* **Instructions to follow**
Answer these questions using the passage on reserves and commitment below.
(a) According to Napoleon's Maxim LXVII, which general is almost always beaten?
(b) What name does the passage give to the venture capital trap of investing enough to keep a struggling company alive but not enough to solve its problems?
(c) Which force did Napoleon hold in reserve through hours of fighting?

Reserves and Commitment
mental-model established
Source: Military History
Categories: leadership-and-managementdecision-making
Transfers
Napoleon’s Maxim LXVII states: “A general who retains fresh troops for the day after a battle is almost always beaten.” The insight is not that reserves are useless — Napoleon was a master of holding reserves until the right moment — but that once the decisive moment arrives, partial commitment is worse than full commitment. The general who keeps a brigade “just in case” at the climax of battle has neither the safety of withdrawal nor the force of commitment.
Key structural parallels:
- Uncommitted reserves lose value over time — in a battle, fresh troops held in reserve while the main force is being ground down do not retain their value; they depreciate because the overall position is deteriorating. The startup parallel is direct: cash reserves that a company hoards while competitors capture market share do not retain their value either. The option value of reserves depends on the position they are meant to rescue, and if that position collapses, the reserves are worthless. This is why Napoleon’s maxim targets the “day after” specifically — reserves saved for a tomorrow that the battle has already decided are wasted.
- Under-commitment as a distinct failure mode — the maxim names a failure that caution-oriented frameworks cannot see: the army that commits 80% of its force to the decisive engagement and holds 20% back often achieves neither victory nor a useful reserve. The 80% is insufficient to break through, and the 20% is insufficient to change the outcome on its own. In venture capital, this is the “bridge round” trap: investing enough to keep a struggling company alive but not enough to actually solve its problems.
- Distinguishing prudence from timidity — Napoleon’s framework separates strategic reserves (held deliberately for a planned future use) from timidity reserves (held because committing them feels scary). The distinction is diagnostic: if you cannot name the specific future scenario for which you are saving the reserve, you are not being prudent, you are being indecisive. In product development, the team that keeps three engineers “available for emergencies” while the main project is understaffed is usually exhibiting timidity, not foresight.
- The decisive moment requires recognition — the maxim assumes you can identify when the decisive moment has arrived. Napoleon’s genius was not just commitment but timing: he held the Imperial Guard in reserve through hours of fighting and committed them at the precise moment of maximum leverage. The cognitive skill is reading the situation correctly, not simply being bold. This transfers to business: knowing when to go all-in on a product launch, a hiring wave, or a market entry is a judgment skill that the maxim presupposes but does not teach.
Limits
- The maxim assumes a single decisive engagement — Napoleon’s battles had a clear culminating point where the outcome was decided. But many strategic contexts are sequential: a company faces quarterly earnings, annual budget cycles, and multi-year competitive dynamics. Committing all reserves to Q1’s “decisive moment” leaves nothing for Q2. The maxim does not distinguish one-shot decisions from iterated games, and applying it to the latter is a recipe for boom-bust cycles.

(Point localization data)
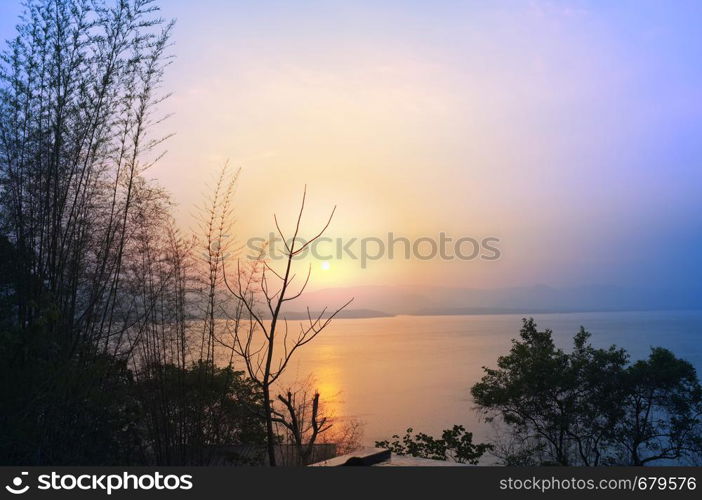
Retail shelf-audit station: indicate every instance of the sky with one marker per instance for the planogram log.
(568, 130)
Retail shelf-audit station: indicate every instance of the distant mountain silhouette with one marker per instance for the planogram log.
(394, 300)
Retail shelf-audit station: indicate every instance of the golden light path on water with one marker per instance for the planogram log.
(416, 371)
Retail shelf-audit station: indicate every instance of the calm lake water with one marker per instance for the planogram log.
(416, 371)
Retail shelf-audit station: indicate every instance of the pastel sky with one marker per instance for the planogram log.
(570, 130)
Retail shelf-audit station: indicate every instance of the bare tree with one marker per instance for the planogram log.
(310, 428)
(267, 347)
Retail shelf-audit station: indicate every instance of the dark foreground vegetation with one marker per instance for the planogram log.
(586, 407)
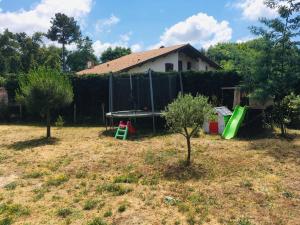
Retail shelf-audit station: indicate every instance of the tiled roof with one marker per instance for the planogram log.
(126, 62)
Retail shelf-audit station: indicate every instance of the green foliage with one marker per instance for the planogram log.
(111, 54)
(77, 60)
(186, 116)
(44, 90)
(59, 122)
(278, 69)
(240, 57)
(65, 30)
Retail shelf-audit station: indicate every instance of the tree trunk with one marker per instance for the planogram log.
(188, 141)
(63, 58)
(48, 124)
(282, 128)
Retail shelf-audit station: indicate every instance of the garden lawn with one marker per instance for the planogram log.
(84, 177)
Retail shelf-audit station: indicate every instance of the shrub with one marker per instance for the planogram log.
(186, 116)
(59, 122)
(44, 90)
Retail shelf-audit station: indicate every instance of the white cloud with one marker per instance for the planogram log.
(245, 39)
(100, 46)
(38, 18)
(106, 24)
(254, 9)
(199, 30)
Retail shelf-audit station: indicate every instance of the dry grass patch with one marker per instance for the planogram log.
(84, 178)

* **Expected answer**
(a) A general who retains fresh troops for the day after a battle.
(b) The "bridge round" trap.
(c) The Imperial Guard.